GIVEN PROBLEM >> Find the line containing "Where can the floating raft". Reproduce it and every line after it up to the end of the records, exactly as written.

————————

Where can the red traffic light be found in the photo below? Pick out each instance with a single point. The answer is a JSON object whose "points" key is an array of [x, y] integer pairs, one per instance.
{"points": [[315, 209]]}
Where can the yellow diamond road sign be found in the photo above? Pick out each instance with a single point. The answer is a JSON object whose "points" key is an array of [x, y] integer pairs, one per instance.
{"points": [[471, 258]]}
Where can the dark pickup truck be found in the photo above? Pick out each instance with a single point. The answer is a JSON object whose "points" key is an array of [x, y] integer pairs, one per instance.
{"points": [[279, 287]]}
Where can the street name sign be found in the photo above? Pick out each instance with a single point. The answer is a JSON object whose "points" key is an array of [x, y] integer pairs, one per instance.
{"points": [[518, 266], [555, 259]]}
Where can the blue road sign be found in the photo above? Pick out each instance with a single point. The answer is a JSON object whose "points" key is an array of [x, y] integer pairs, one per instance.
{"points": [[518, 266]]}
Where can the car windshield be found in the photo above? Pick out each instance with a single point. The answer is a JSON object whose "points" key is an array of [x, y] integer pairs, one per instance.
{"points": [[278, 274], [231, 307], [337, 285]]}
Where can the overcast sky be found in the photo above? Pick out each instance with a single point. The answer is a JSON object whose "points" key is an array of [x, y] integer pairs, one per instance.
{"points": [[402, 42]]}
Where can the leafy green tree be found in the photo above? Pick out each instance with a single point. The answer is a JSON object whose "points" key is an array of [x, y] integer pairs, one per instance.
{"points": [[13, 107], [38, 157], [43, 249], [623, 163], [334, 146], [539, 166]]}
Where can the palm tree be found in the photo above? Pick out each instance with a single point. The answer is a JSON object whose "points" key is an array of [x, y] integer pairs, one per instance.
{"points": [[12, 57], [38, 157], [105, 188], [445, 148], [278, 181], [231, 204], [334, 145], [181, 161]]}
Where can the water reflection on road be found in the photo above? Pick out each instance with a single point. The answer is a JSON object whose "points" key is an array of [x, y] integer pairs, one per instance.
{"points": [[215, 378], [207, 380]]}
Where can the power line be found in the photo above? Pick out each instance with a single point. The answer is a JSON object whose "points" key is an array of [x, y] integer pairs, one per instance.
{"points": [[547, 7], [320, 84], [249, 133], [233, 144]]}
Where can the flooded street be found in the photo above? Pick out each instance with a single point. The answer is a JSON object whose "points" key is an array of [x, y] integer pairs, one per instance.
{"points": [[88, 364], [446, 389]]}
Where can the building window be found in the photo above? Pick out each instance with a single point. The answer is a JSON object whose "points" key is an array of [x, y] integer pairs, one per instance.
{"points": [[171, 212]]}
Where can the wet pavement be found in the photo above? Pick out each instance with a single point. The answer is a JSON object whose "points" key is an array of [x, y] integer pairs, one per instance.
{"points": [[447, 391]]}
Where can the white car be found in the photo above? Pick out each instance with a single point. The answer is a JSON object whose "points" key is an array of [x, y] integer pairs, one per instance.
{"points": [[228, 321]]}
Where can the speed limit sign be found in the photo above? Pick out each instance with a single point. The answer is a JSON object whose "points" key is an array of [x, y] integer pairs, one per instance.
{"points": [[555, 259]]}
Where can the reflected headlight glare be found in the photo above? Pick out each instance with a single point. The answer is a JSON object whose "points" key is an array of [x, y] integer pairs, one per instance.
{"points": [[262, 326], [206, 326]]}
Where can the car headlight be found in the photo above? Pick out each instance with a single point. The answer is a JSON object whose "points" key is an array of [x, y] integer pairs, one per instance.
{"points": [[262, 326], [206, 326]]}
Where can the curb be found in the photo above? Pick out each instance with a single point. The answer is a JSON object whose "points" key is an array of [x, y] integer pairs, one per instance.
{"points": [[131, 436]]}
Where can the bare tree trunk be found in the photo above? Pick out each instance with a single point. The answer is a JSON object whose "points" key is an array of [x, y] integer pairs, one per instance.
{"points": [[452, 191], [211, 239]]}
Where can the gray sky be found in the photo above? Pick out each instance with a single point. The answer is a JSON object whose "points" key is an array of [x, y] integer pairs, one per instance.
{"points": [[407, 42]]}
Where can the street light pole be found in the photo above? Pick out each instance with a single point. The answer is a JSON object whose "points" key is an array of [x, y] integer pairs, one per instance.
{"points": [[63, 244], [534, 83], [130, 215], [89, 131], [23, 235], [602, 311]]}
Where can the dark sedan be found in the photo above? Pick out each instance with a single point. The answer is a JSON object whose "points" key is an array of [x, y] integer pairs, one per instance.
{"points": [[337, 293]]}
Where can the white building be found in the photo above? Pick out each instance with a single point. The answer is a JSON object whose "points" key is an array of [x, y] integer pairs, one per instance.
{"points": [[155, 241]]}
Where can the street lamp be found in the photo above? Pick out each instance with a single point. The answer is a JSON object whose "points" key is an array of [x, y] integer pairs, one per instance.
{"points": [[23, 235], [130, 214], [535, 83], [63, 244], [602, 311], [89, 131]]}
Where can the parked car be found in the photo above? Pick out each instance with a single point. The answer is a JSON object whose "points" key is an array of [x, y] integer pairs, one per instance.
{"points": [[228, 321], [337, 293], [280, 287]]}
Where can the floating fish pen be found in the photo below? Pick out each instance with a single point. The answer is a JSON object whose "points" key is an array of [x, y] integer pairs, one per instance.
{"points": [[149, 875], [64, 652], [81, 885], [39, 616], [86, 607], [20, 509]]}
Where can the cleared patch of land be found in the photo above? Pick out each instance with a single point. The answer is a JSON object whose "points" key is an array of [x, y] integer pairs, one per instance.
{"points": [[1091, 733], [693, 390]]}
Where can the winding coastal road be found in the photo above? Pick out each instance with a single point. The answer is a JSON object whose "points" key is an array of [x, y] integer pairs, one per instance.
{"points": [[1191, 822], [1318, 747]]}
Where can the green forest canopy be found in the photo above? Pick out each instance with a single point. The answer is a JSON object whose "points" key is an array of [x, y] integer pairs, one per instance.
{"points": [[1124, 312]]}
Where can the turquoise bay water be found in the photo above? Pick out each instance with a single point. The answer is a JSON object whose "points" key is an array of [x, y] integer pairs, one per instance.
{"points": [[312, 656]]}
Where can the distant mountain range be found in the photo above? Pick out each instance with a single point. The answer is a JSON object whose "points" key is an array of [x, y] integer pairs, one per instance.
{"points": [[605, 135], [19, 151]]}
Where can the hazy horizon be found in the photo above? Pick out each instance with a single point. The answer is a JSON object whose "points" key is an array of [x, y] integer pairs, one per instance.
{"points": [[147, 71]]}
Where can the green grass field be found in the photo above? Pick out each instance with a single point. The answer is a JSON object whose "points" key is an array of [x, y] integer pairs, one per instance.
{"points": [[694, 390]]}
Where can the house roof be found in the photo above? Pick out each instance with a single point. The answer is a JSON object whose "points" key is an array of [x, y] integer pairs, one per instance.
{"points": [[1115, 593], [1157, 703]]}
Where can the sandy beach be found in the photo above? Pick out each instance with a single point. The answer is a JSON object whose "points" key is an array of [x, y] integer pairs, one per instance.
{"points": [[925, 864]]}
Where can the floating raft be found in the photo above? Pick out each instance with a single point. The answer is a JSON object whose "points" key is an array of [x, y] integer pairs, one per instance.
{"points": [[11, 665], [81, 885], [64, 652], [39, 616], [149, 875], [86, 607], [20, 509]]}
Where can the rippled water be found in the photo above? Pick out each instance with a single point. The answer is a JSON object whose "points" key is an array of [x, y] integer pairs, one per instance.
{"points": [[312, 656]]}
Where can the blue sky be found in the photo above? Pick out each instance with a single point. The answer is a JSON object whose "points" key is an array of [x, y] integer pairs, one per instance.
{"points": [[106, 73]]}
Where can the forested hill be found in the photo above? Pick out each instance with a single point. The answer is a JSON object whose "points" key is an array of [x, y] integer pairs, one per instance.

————————

ANSWER TO THIS EXERCISE >>
Where can the floating raft be found in the photo above? Pick out each instance with a single point. The answer is a JSON object whose "points" key is an array of [x, y] integer pairs, one per instance.
{"points": [[11, 665], [81, 885], [64, 652], [39, 616], [149, 875], [86, 607], [20, 509]]}
Where can the rippled water be found in the photo above? Pick out each instance with a single point. The answer is a JSON object whose "points" key is an array of [x, y] integer pairs, one per instance.
{"points": [[312, 656]]}
Where can the blue sky be found in the photo above? Pick out each instance with a single point. The answer is a JSON object whose "points" key is an array of [x, y] integer pairs, one per instance.
{"points": [[106, 73]]}
Where can the forested hill be found in the photo above? Pick out each instance with a single point. The answer is a JSON object whose "points" key is an array of [x, y] integer pairs, one per instance.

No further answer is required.